• [Records shown]
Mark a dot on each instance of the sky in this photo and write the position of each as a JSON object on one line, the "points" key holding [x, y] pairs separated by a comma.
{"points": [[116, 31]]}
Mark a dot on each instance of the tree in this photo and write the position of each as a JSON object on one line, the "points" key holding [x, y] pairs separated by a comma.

---

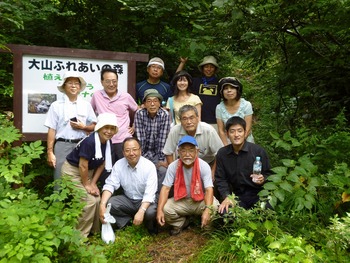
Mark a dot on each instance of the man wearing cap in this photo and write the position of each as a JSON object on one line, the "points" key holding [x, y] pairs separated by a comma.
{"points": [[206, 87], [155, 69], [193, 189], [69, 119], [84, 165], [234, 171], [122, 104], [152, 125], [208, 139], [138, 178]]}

• [Exercise instructions] After locating the line holding "Mark a dot on each instance of the sky" above, output exactly that line and every line after it through the line holding "Mark a dot on each instance of the tree". Include nothing else.

• [The completed task]
Mark a dot on each instance of the sky in this photo and write the position of each as a JSON object on one line, the "points" key holding [x, y] pairs separated by a comma.
{"points": [[116, 31]]}
Mark a dot on each instance of the tree in this photo and write the position of each as a JSON object on one line, the "points" key holding [x, y] pairs separated by a comma.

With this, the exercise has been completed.